### THE REQUEST
Extract, verbatim, all lines starting at the one containing "[trace] every instance of the <item>blue" and ending with the final line of the listing, and no others.

### EXTRACTED ENTRIES
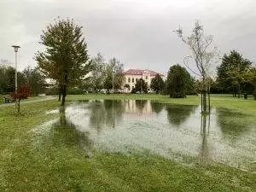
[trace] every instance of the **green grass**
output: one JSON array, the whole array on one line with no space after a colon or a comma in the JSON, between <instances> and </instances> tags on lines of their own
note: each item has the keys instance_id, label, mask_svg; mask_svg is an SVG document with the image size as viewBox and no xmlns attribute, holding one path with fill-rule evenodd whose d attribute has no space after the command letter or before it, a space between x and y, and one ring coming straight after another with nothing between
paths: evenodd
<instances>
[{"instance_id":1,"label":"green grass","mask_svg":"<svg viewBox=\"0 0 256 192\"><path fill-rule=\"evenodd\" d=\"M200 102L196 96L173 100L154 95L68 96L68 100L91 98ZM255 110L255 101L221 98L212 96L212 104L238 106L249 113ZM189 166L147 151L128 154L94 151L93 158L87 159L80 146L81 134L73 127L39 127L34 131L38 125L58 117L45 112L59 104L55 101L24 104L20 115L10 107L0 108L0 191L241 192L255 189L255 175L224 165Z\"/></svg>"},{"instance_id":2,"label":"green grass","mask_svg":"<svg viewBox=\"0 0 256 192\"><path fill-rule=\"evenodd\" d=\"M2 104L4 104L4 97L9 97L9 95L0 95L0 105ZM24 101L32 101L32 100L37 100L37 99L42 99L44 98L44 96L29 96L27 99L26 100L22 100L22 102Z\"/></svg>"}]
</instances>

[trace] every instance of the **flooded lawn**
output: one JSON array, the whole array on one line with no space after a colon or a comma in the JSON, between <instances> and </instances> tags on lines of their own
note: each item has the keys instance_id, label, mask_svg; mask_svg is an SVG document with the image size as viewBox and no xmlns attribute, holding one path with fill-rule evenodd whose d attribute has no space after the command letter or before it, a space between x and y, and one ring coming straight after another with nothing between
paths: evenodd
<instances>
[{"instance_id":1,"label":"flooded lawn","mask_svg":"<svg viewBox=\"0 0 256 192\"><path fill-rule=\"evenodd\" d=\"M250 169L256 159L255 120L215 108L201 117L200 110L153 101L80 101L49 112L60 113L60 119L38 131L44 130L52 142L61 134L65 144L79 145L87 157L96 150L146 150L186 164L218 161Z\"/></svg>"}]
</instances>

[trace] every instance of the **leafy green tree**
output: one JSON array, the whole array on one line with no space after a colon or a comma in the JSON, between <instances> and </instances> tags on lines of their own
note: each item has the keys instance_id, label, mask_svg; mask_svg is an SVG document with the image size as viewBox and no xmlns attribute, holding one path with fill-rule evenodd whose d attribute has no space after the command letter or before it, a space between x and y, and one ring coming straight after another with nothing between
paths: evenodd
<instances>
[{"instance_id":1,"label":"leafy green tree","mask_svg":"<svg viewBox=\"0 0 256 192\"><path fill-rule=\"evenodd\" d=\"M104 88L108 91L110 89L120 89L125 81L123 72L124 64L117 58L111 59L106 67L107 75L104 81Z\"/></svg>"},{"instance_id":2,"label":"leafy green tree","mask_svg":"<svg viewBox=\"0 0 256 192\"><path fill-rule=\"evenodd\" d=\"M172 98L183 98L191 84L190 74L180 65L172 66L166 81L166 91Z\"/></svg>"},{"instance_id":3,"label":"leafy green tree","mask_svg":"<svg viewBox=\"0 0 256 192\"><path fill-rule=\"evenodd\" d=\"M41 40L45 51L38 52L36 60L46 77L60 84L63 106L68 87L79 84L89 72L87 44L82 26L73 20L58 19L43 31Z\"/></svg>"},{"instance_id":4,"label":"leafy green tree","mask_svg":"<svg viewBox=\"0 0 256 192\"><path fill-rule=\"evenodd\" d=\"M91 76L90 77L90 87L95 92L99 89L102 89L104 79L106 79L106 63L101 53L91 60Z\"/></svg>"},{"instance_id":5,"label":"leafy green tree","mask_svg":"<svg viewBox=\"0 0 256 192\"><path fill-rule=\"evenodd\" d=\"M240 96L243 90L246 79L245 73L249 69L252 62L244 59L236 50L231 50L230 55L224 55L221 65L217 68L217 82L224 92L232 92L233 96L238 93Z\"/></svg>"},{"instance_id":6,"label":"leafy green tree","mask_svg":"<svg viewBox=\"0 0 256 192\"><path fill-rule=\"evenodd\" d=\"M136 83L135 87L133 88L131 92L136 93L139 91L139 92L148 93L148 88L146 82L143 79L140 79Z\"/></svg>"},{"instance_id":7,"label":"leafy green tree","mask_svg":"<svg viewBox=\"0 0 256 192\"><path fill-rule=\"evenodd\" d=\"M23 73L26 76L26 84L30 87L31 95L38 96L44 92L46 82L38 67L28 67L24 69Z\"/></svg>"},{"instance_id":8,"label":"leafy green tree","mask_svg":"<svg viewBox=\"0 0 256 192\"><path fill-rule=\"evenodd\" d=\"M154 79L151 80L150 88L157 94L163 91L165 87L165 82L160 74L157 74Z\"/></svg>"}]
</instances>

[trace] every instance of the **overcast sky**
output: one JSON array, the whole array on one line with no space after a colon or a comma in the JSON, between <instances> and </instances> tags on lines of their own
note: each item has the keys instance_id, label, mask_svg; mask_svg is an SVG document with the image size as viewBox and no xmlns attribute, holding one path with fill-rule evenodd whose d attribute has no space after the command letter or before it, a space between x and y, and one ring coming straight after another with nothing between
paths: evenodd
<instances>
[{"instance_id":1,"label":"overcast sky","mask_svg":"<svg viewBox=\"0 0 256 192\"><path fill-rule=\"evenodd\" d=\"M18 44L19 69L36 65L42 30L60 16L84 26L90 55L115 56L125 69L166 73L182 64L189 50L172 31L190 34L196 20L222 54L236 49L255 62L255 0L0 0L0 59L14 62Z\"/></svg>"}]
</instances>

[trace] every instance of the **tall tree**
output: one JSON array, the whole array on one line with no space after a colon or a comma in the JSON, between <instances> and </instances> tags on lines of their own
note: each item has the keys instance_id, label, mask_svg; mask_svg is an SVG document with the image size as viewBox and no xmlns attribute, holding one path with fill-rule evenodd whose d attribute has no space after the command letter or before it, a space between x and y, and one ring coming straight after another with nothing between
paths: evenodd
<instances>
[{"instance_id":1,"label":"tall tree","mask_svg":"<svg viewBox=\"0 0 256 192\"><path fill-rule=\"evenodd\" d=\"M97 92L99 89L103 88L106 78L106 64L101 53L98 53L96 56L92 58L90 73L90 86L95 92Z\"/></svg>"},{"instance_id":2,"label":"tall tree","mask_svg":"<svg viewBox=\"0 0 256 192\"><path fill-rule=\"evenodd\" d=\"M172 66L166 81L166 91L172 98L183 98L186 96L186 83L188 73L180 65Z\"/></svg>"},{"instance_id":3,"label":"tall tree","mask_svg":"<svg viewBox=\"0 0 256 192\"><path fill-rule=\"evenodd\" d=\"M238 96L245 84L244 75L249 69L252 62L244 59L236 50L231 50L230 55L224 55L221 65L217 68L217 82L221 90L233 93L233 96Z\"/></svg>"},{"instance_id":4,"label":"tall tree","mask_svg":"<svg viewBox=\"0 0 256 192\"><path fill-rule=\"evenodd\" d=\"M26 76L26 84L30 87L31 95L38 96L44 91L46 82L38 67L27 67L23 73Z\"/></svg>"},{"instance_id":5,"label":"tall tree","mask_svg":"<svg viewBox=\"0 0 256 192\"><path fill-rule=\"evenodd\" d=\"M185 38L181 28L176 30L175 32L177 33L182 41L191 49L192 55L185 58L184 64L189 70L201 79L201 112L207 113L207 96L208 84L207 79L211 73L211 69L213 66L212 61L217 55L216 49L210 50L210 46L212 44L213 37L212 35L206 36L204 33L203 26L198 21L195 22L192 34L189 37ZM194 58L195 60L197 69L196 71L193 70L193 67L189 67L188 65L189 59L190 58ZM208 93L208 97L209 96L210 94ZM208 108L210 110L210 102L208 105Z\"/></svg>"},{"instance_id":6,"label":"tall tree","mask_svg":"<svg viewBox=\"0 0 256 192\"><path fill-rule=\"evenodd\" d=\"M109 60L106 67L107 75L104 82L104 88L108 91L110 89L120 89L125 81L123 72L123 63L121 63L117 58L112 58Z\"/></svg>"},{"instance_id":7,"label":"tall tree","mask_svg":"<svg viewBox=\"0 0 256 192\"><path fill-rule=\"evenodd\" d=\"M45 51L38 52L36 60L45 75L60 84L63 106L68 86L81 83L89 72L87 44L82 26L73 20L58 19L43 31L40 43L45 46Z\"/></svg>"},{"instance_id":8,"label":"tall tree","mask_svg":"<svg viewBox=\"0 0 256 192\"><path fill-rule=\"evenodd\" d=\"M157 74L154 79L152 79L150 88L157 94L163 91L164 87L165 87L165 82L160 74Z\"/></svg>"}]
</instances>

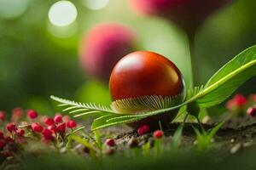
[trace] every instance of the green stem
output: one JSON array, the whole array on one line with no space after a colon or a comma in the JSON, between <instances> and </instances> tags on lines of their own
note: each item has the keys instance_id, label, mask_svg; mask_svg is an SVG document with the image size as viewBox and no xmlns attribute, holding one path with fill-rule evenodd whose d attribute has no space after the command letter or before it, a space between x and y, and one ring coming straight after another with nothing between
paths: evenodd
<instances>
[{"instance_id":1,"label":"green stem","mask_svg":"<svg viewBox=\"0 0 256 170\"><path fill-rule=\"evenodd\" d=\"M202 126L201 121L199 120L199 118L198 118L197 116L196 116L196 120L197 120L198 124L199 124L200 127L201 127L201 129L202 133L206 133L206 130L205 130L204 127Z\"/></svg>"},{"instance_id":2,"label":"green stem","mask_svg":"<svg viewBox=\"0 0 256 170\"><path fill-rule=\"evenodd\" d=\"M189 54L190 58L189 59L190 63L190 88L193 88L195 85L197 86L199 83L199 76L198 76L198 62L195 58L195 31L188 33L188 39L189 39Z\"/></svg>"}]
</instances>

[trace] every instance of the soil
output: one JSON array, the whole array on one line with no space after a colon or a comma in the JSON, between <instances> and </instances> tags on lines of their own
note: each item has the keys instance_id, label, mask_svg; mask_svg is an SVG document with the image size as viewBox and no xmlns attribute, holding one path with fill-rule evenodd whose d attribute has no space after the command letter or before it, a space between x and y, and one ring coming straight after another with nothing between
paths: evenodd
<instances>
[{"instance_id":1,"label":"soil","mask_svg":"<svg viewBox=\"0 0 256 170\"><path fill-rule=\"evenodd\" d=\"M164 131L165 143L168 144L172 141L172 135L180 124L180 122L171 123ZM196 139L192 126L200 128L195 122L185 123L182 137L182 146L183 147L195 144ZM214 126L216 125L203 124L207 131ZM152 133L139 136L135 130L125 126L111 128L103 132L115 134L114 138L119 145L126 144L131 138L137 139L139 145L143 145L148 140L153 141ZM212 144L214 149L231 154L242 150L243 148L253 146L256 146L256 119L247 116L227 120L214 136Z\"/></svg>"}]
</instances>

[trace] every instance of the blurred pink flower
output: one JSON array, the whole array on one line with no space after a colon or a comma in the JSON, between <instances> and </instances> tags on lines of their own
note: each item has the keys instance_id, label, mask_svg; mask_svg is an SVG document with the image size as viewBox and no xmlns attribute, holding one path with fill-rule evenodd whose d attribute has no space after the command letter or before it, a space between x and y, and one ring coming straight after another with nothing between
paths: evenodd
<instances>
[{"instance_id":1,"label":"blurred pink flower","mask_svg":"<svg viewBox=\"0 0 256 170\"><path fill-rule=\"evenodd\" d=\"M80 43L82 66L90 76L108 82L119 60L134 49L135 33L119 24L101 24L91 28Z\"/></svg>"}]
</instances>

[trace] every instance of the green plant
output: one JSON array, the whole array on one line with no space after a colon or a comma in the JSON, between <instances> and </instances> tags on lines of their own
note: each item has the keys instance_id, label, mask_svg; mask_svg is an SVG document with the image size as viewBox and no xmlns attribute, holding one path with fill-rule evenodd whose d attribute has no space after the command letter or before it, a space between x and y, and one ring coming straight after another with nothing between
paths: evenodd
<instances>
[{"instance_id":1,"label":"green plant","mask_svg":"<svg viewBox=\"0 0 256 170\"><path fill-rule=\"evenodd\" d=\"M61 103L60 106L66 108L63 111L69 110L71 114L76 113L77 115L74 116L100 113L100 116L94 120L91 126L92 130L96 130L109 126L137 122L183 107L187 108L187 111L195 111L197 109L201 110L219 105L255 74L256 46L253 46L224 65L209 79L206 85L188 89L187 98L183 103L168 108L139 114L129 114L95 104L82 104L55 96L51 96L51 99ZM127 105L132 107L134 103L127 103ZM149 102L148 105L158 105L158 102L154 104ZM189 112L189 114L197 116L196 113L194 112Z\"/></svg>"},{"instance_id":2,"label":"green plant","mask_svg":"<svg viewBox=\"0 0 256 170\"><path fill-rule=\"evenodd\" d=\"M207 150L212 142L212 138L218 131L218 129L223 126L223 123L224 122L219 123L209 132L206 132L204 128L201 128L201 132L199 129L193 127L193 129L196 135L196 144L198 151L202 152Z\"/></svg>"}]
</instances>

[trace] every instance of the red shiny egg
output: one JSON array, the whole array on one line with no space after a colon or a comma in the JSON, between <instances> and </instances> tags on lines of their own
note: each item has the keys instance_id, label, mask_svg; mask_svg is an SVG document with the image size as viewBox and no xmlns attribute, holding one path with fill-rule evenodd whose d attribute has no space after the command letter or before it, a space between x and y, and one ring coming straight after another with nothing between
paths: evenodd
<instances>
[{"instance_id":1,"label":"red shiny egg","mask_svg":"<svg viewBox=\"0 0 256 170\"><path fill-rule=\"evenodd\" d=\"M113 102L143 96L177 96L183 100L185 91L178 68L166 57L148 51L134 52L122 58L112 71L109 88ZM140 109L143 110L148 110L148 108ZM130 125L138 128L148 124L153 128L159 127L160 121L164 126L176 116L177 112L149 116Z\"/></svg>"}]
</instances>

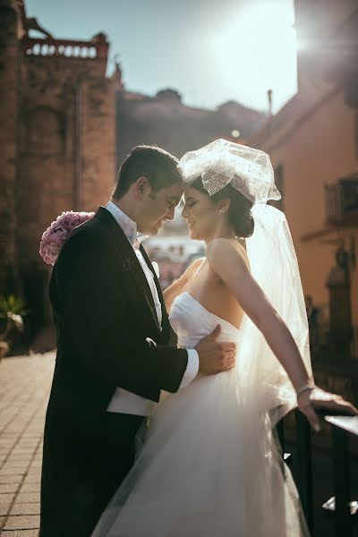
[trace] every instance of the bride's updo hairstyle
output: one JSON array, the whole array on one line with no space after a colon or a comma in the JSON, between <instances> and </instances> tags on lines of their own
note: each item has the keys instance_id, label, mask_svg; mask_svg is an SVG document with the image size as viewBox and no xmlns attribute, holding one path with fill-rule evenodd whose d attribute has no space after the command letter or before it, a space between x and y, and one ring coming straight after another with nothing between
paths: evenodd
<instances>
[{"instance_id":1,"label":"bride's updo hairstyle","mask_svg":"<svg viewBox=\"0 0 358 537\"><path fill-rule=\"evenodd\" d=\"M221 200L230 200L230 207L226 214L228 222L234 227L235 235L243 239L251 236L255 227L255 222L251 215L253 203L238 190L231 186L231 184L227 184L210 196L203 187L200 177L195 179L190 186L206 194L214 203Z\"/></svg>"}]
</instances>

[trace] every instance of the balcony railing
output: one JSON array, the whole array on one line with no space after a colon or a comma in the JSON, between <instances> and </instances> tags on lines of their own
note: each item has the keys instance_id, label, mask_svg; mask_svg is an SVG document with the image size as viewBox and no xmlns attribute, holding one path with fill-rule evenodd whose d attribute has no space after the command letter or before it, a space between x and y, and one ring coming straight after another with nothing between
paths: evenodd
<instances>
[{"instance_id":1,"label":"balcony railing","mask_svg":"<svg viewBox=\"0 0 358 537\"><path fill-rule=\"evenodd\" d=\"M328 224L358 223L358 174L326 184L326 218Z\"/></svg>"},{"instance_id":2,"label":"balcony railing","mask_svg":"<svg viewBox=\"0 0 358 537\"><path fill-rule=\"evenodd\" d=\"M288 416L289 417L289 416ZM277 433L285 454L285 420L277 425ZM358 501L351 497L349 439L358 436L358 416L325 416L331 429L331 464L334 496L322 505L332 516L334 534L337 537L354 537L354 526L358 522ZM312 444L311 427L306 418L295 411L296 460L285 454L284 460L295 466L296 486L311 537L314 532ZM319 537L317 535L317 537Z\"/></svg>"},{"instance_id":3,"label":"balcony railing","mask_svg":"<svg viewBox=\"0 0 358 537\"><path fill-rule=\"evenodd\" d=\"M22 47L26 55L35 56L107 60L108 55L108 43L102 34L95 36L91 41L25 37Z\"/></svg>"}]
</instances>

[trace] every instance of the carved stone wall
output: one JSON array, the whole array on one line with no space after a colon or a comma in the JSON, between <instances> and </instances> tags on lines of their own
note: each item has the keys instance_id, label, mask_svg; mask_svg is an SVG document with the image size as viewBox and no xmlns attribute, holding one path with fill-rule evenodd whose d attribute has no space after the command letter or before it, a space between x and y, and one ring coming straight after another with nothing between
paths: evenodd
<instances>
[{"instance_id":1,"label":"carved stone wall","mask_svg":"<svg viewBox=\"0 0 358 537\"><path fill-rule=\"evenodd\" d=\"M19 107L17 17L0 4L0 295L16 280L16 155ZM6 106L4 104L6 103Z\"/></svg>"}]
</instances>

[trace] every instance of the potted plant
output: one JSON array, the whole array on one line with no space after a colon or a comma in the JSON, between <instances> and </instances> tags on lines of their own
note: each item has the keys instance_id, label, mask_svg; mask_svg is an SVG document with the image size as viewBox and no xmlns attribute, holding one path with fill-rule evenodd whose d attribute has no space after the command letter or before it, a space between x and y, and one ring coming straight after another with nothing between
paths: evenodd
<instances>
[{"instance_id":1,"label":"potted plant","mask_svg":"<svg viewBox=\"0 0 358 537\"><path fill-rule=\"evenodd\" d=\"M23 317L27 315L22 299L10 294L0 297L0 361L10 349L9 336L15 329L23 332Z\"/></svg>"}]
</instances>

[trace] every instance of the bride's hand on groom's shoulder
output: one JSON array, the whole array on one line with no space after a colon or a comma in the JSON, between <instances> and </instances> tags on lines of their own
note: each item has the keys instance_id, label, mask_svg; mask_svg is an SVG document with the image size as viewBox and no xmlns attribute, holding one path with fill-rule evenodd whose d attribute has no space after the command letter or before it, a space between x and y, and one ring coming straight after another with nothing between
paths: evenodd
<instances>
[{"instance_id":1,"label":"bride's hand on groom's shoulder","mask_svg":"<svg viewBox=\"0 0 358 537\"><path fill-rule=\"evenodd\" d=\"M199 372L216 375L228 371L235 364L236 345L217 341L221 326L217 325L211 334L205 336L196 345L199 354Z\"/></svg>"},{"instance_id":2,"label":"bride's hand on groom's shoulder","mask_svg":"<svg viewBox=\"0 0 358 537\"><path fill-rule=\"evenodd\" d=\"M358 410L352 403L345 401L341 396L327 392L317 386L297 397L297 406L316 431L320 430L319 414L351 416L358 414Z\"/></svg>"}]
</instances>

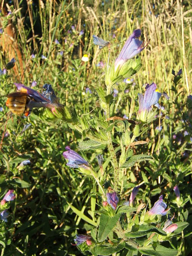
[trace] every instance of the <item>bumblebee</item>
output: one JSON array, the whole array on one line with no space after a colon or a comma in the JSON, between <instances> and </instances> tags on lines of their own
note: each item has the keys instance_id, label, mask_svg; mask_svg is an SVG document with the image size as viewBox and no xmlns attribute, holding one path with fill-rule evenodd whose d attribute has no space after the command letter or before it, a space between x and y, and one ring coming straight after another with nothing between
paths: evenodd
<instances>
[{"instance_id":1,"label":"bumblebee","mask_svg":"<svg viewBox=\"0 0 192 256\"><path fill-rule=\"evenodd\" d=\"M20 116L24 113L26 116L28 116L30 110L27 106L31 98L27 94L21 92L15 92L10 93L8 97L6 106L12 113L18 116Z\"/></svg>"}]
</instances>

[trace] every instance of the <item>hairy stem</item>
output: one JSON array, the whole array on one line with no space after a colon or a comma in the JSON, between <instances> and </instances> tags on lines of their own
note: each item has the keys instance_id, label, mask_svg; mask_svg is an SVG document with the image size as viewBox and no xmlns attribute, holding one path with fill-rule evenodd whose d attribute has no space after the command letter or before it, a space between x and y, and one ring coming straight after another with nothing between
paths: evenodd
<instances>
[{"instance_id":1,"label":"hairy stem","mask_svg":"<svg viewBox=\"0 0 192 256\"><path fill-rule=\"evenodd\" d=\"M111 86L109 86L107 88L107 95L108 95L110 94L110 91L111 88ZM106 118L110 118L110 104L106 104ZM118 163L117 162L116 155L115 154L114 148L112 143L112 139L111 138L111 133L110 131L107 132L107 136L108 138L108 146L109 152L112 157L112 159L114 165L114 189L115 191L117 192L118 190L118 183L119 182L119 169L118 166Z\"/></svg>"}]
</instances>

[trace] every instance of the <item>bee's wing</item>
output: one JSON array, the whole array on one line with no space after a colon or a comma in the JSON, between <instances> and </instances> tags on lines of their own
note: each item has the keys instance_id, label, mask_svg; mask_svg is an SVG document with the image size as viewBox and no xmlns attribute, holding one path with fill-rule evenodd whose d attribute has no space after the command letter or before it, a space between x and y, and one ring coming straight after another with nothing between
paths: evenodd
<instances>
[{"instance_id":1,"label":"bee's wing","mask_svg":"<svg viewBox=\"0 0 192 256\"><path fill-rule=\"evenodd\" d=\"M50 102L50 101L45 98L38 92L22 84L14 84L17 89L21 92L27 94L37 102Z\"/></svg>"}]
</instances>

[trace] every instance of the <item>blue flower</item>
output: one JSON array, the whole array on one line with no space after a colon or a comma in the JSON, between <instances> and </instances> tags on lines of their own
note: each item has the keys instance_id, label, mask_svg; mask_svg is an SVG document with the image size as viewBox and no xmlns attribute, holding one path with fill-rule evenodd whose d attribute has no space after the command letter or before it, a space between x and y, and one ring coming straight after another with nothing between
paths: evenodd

### REPLY
[trace] every instance of the <item>blue flower</item>
output: one JSON array, the whole array on one line with no space after a colon or a comma in the JSON, between <instances> and </instances> tags on lines of their own
note: each item has the keys instance_id, label, mask_svg; mask_svg is an SVG document with the image size as viewBox and no xmlns attribute, holding one path with fill-rule evenodd whose d attribute has no space after the command letter or before it, a space between x and y, and one ring coming straight after another with nothing between
paths: evenodd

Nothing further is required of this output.